▶ Task description: Please print the entries unchanged from the line containing "Return boxes for any eyeglasses present." through the line containing "Return boxes for any christmas", including both of those lines.
▽
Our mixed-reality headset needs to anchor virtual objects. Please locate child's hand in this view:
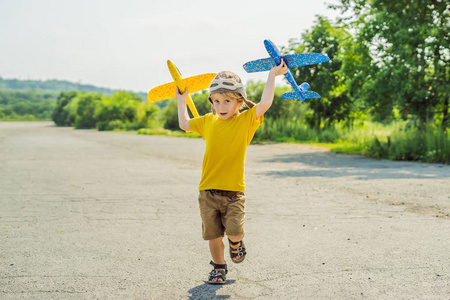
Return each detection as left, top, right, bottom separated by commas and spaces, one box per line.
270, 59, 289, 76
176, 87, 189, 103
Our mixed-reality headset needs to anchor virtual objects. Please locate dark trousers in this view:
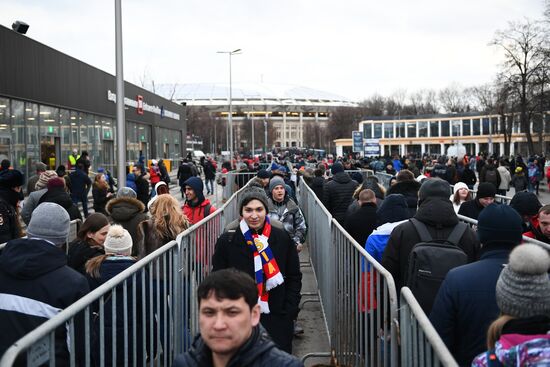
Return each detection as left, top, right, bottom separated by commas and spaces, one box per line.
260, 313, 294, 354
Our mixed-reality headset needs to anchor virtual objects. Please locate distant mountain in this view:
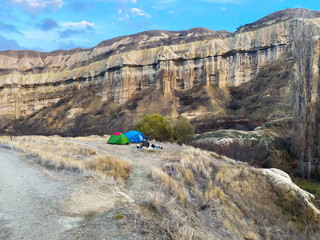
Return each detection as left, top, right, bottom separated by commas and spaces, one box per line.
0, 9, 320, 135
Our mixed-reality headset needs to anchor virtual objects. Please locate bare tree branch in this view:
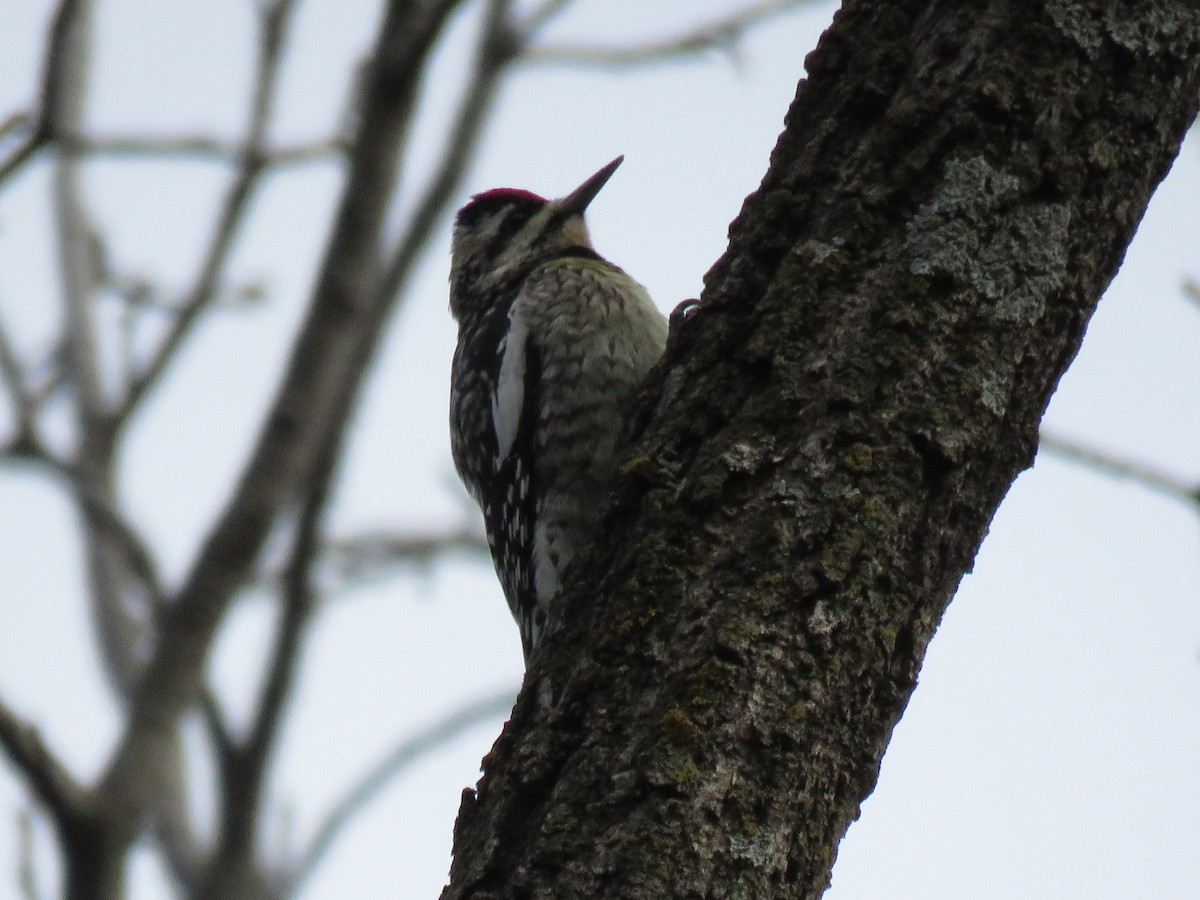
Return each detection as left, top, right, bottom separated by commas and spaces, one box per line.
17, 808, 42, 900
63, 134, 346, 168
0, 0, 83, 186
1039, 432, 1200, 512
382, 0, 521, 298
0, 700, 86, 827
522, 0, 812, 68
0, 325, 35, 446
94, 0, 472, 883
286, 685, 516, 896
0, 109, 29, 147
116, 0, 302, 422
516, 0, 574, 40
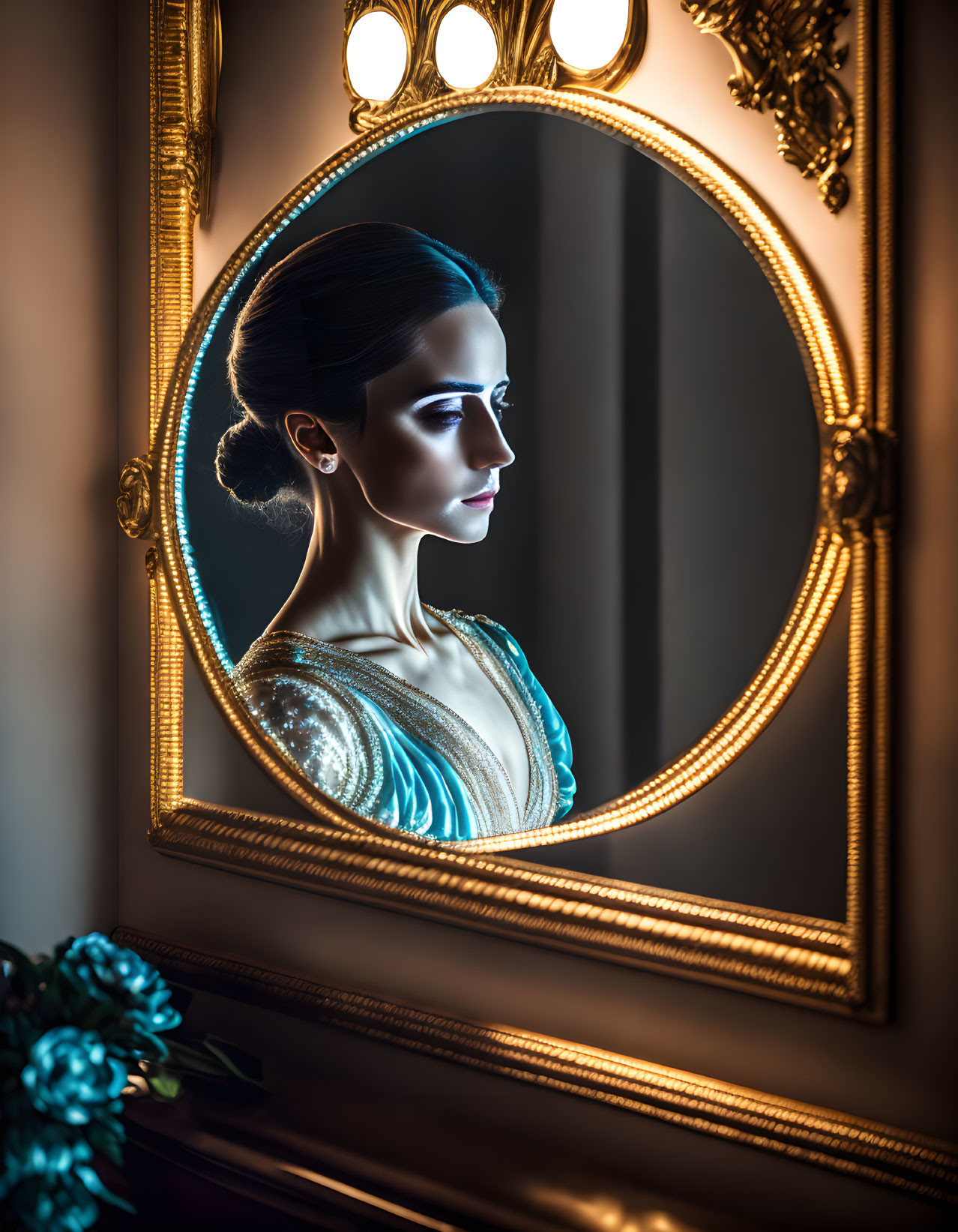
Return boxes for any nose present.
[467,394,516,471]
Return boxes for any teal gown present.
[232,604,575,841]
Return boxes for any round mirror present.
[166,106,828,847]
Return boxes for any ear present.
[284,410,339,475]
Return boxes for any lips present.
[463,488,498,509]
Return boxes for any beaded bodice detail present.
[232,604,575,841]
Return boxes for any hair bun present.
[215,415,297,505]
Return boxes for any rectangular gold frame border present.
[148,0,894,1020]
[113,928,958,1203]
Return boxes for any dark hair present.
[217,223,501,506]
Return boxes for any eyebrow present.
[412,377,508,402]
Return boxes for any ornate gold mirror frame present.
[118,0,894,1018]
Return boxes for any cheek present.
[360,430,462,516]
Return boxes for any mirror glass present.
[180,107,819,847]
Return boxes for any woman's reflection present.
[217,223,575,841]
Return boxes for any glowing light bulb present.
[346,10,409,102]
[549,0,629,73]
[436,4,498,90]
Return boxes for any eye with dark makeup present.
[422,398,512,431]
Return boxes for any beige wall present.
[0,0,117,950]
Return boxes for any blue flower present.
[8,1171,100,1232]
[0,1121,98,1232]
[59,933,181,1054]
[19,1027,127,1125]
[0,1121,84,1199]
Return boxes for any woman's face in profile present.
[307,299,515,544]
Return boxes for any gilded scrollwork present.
△
▽
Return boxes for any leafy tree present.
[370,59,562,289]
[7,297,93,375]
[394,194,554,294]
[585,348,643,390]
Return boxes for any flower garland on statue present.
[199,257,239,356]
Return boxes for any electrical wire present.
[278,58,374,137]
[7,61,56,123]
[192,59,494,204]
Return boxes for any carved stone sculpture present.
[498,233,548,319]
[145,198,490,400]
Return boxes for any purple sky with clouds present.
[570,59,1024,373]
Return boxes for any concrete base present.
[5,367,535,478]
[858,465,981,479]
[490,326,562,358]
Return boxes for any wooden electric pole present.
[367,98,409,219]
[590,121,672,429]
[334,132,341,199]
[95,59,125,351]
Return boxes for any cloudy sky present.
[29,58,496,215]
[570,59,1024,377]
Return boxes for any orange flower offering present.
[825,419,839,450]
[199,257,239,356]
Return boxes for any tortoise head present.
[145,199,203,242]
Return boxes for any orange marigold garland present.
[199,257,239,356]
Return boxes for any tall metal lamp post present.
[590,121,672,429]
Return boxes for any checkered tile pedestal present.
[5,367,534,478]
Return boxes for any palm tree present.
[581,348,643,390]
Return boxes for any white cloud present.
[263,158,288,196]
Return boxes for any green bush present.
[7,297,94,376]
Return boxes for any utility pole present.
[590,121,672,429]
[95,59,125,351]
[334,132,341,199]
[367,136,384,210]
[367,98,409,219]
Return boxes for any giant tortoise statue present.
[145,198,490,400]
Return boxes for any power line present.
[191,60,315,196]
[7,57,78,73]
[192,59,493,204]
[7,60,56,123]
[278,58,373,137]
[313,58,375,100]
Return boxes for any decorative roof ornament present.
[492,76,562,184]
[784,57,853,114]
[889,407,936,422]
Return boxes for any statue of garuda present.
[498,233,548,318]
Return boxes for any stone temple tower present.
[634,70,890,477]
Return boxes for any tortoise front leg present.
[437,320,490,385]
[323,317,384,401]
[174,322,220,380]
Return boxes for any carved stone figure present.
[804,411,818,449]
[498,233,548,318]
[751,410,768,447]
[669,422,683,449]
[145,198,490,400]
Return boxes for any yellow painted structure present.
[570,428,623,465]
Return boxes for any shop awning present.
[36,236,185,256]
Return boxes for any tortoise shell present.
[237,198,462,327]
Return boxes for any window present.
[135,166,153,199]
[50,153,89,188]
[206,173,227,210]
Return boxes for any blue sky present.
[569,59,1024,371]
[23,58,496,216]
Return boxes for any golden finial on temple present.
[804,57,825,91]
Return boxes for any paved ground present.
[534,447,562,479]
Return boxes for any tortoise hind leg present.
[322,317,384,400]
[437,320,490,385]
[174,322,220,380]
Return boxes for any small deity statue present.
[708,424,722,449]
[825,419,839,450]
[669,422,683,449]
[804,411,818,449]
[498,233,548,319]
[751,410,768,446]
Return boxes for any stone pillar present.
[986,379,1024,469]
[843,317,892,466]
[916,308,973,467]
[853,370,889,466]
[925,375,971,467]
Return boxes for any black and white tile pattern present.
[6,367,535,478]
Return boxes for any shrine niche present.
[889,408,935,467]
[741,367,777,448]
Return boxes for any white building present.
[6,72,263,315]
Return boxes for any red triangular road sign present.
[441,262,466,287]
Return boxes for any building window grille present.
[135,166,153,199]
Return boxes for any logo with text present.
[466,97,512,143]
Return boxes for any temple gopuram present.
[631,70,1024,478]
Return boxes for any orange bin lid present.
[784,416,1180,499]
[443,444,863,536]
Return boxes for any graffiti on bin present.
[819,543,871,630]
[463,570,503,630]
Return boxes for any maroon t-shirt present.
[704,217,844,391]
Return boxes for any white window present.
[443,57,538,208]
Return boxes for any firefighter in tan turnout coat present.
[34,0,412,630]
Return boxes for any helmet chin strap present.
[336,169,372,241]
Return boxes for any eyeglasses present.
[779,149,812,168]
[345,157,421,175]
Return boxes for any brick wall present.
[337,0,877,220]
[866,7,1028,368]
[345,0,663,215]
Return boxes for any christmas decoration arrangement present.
△
▶ Written answer:
Return boxes for any eyeglasses present.
[779,149,812,168]
[345,157,421,175]
Return boxes for any brick wall present.
[337,0,877,220]
[866,7,1028,368]
[345,0,663,215]
Return boxes for any christmas decoration arrangement present.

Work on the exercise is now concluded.